Administrative Board Releases Cayuga Nation Contract Funds

Seneca Falls,NY — The Interior Board of Indian Appeals (IBIA) issued a narrow decision Wednesday that would allow Clint Halftown to access funds remaining in several small federal contracts with the Cayuga Nation. The Board did not rule on Nation’s leadership or whether Clint Halftown has a legal right to access the funds on the Nation’s behalf. Instead, the Board found the funds should be released while the Board considers whether the BIA’s February decision to release the funds was correct.

The IBIA’s decision is slated to take effect in mid-July, and the Unity Council is considering the options available to ensure federal funds due to the Nation are properly disbursed.

In its decision, the IBIA stressed that it considered release of funds to be wholly separate from recognition of leadership. “Allowing the Nation’s contracting representative to draw down funds,” wrote Administrative Judge Tom Blaser, “should not be –or cannot reasonably be – construed as conveying any implication on the ultimate issue of leadership…”

Stored items

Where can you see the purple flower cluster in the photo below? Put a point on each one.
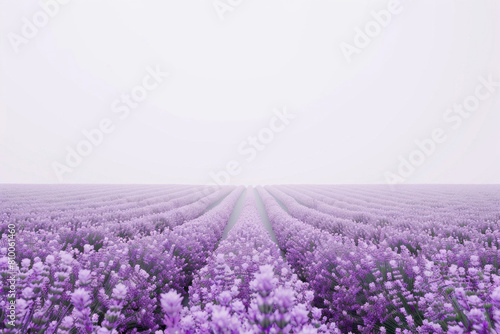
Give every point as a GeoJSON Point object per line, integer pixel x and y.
{"type": "Point", "coordinates": [247, 287]}
{"type": "Point", "coordinates": [316, 259]}
{"type": "Point", "coordinates": [103, 282]}
{"type": "Point", "coordinates": [416, 269]}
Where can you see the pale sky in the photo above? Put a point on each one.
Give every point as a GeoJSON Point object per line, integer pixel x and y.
{"type": "Point", "coordinates": [214, 116]}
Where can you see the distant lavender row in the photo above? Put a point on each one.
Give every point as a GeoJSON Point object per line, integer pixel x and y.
{"type": "Point", "coordinates": [151, 259]}
{"type": "Point", "coordinates": [109, 285]}
{"type": "Point", "coordinates": [399, 273]}
{"type": "Point", "coordinates": [246, 287]}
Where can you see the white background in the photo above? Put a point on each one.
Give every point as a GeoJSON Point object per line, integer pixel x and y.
{"type": "Point", "coordinates": [353, 119]}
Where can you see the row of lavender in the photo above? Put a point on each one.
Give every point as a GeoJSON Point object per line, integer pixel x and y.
{"type": "Point", "coordinates": [85, 275]}
{"type": "Point", "coordinates": [411, 259]}
{"type": "Point", "coordinates": [347, 259]}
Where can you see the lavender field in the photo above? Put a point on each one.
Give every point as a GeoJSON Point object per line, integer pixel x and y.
{"type": "Point", "coordinates": [274, 259]}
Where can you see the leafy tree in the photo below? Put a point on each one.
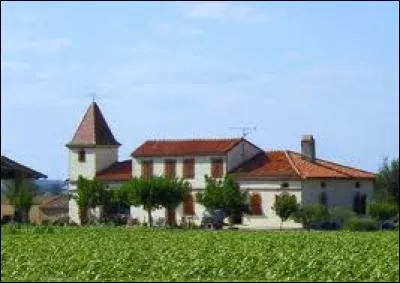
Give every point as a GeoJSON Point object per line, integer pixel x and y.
{"type": "Point", "coordinates": [284, 206]}
{"type": "Point", "coordinates": [20, 192]}
{"type": "Point", "coordinates": [173, 191]}
{"type": "Point", "coordinates": [224, 194]}
{"type": "Point", "coordinates": [145, 192]}
{"type": "Point", "coordinates": [89, 194]}
{"type": "Point", "coordinates": [387, 181]}
{"type": "Point", "coordinates": [307, 214]}
{"type": "Point", "coordinates": [382, 210]}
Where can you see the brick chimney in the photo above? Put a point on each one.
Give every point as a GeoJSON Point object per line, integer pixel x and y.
{"type": "Point", "coordinates": [308, 147]}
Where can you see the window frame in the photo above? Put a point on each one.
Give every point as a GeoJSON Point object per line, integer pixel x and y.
{"type": "Point", "coordinates": [149, 163]}
{"type": "Point", "coordinates": [81, 156]}
{"type": "Point", "coordinates": [214, 162]}
{"type": "Point", "coordinates": [172, 163]}
{"type": "Point", "coordinates": [186, 162]}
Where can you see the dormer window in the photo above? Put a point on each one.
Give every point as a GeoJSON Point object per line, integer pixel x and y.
{"type": "Point", "coordinates": [82, 155]}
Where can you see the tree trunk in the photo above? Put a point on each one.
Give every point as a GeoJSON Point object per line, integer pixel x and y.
{"type": "Point", "coordinates": [150, 218]}
{"type": "Point", "coordinates": [25, 215]}
{"type": "Point", "coordinates": [83, 215]}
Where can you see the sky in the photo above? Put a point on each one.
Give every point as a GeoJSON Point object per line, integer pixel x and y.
{"type": "Point", "coordinates": [201, 70]}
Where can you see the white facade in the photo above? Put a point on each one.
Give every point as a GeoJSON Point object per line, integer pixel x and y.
{"type": "Point", "coordinates": [202, 166]}
{"type": "Point", "coordinates": [339, 192]}
{"type": "Point", "coordinates": [96, 159]}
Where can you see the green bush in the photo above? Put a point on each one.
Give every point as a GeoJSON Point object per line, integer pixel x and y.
{"type": "Point", "coordinates": [307, 214]}
{"type": "Point", "coordinates": [361, 224]}
{"type": "Point", "coordinates": [382, 210]}
{"type": "Point", "coordinates": [341, 215]}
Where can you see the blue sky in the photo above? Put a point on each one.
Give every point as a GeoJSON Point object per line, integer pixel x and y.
{"type": "Point", "coordinates": [199, 69]}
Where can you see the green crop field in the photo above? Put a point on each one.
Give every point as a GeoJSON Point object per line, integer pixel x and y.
{"type": "Point", "coordinates": [139, 254]}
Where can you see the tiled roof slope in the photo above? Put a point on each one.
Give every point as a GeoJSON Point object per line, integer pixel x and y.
{"type": "Point", "coordinates": [326, 169]}
{"type": "Point", "coordinates": [118, 171]}
{"type": "Point", "coordinates": [9, 166]}
{"type": "Point", "coordinates": [291, 164]}
{"type": "Point", "coordinates": [57, 202]}
{"type": "Point", "coordinates": [267, 164]}
{"type": "Point", "coordinates": [93, 130]}
{"type": "Point", "coordinates": [185, 147]}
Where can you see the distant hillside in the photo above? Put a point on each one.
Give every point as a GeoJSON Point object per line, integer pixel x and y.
{"type": "Point", "coordinates": [46, 186]}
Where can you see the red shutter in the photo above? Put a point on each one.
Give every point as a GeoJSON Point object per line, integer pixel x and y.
{"type": "Point", "coordinates": [169, 168]}
{"type": "Point", "coordinates": [188, 168]}
{"type": "Point", "coordinates": [217, 168]}
{"type": "Point", "coordinates": [147, 168]}
{"type": "Point", "coordinates": [188, 206]}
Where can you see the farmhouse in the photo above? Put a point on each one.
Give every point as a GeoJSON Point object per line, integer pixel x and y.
{"type": "Point", "coordinates": [93, 153]}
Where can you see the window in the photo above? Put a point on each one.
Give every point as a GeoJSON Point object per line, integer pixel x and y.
{"type": "Point", "coordinates": [170, 168]}
{"type": "Point", "coordinates": [188, 168]}
{"type": "Point", "coordinates": [188, 205]}
{"type": "Point", "coordinates": [147, 168]}
{"type": "Point", "coordinates": [363, 204]}
{"type": "Point", "coordinates": [255, 204]}
{"type": "Point", "coordinates": [323, 199]}
{"type": "Point", "coordinates": [217, 169]}
{"type": "Point", "coordinates": [285, 185]}
{"type": "Point", "coordinates": [82, 155]}
{"type": "Point", "coordinates": [360, 203]}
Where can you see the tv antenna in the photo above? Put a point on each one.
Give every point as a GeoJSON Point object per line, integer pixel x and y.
{"type": "Point", "coordinates": [245, 130]}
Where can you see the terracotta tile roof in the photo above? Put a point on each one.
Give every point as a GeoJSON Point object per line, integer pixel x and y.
{"type": "Point", "coordinates": [11, 168]}
{"type": "Point", "coordinates": [185, 147]}
{"type": "Point", "coordinates": [118, 171]}
{"type": "Point", "coordinates": [56, 202]}
{"type": "Point", "coordinates": [326, 169]}
{"type": "Point", "coordinates": [267, 164]}
{"type": "Point", "coordinates": [291, 164]}
{"type": "Point", "coordinates": [93, 130]}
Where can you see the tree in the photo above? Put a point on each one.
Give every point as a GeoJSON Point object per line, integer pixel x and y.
{"type": "Point", "coordinates": [382, 210]}
{"type": "Point", "coordinates": [89, 194]}
{"type": "Point", "coordinates": [307, 214]}
{"type": "Point", "coordinates": [284, 206]}
{"type": "Point", "coordinates": [387, 181]}
{"type": "Point", "coordinates": [142, 191]}
{"type": "Point", "coordinates": [173, 191]}
{"type": "Point", "coordinates": [20, 192]}
{"type": "Point", "coordinates": [225, 195]}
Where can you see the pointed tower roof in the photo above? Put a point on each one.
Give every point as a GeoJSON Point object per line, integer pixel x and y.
{"type": "Point", "coordinates": [93, 130]}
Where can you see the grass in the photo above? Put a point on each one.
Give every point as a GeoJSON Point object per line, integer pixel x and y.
{"type": "Point", "coordinates": [143, 254]}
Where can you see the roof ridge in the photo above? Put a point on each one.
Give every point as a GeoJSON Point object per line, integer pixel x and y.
{"type": "Point", "coordinates": [292, 164]}
{"type": "Point", "coordinates": [335, 163]}
{"type": "Point", "coordinates": [194, 139]}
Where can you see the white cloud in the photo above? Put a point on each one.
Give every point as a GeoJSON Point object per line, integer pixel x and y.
{"type": "Point", "coordinates": [14, 67]}
{"type": "Point", "coordinates": [18, 44]}
{"type": "Point", "coordinates": [224, 11]}
{"type": "Point", "coordinates": [178, 29]}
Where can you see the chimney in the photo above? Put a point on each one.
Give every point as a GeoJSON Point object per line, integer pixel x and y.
{"type": "Point", "coordinates": [308, 147]}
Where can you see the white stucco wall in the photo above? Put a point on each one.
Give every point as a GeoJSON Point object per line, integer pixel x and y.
{"type": "Point", "coordinates": [87, 169]}
{"type": "Point", "coordinates": [339, 193]}
{"type": "Point", "coordinates": [267, 189]}
{"type": "Point", "coordinates": [240, 153]}
{"type": "Point", "coordinates": [202, 166]}
{"type": "Point", "coordinates": [105, 157]}
{"type": "Point", "coordinates": [96, 159]}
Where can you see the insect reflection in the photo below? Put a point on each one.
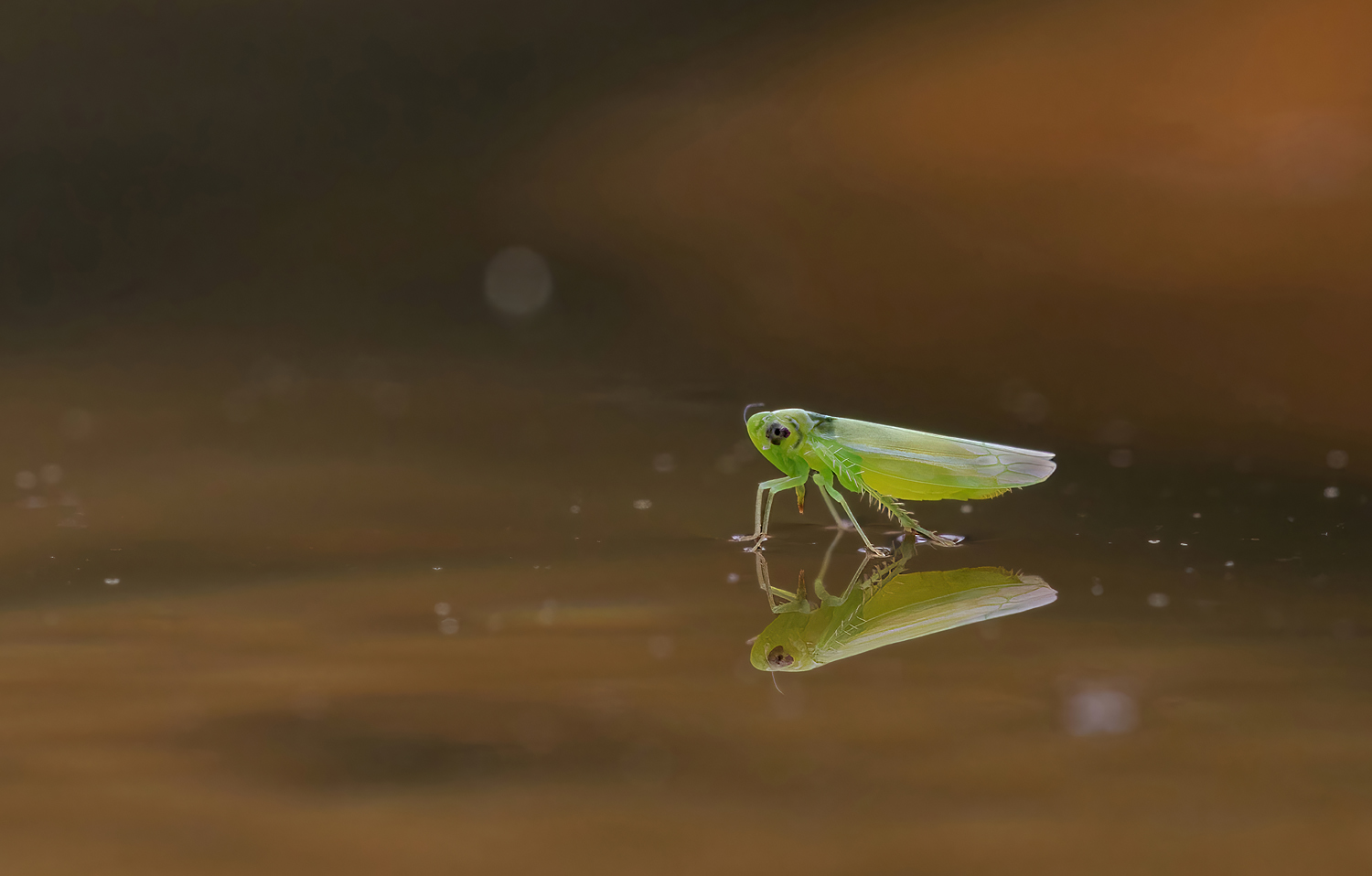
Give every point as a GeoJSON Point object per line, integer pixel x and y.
{"type": "Point", "coordinates": [883, 607]}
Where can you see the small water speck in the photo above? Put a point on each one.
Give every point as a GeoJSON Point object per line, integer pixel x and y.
{"type": "Point", "coordinates": [661, 647]}
{"type": "Point", "coordinates": [1100, 711]}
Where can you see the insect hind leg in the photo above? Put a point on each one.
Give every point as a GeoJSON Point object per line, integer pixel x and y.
{"type": "Point", "coordinates": [828, 486]}
{"type": "Point", "coordinates": [908, 522]}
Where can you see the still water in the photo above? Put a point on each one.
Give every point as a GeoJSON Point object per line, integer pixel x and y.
{"type": "Point", "coordinates": [434, 615]}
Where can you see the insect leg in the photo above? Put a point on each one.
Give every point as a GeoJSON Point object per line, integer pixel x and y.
{"type": "Point", "coordinates": [829, 503]}
{"type": "Point", "coordinates": [795, 602]}
{"type": "Point", "coordinates": [826, 484]}
{"type": "Point", "coordinates": [907, 521]}
{"type": "Point", "coordinates": [762, 521]}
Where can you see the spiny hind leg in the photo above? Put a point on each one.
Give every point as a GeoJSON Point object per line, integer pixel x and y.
{"type": "Point", "coordinates": [833, 508]}
{"type": "Point", "coordinates": [826, 484]}
{"type": "Point", "coordinates": [908, 522]}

The problem -
According to the article on the Cayuga Nation contract funds, when is the IBIA's decision slated to take effect?

Solution for this task -
In mid-July.